GOAL:
Count the lines in the records below that contain the string "Target", treating uppercase and lowercase as different, and reply with that number alone.
───
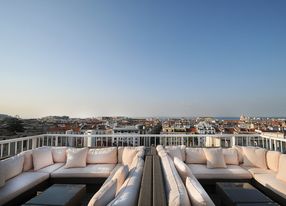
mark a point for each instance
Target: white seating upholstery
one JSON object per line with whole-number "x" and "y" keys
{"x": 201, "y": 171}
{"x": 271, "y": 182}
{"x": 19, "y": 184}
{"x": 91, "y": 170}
───
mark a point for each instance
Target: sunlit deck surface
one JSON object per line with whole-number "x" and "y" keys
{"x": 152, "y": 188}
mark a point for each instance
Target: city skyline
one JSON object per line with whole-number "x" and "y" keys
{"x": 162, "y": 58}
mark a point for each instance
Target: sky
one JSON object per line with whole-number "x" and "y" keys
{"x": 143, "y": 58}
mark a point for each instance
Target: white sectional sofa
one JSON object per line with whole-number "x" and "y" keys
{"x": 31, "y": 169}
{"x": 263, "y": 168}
───
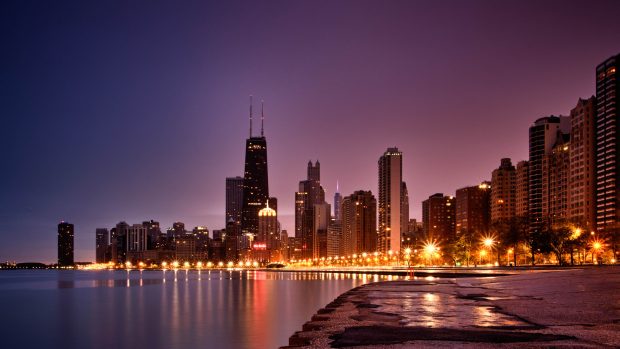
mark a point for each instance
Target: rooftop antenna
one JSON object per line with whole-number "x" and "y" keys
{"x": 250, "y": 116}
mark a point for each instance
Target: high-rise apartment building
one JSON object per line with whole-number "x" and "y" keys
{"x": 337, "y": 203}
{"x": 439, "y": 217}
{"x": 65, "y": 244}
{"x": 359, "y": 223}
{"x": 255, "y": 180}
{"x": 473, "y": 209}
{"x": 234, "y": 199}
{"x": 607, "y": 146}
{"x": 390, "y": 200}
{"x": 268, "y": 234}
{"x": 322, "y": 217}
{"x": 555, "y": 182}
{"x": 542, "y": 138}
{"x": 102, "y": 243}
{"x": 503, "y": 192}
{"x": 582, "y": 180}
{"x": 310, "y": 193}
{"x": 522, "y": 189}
───
ANSWER:
7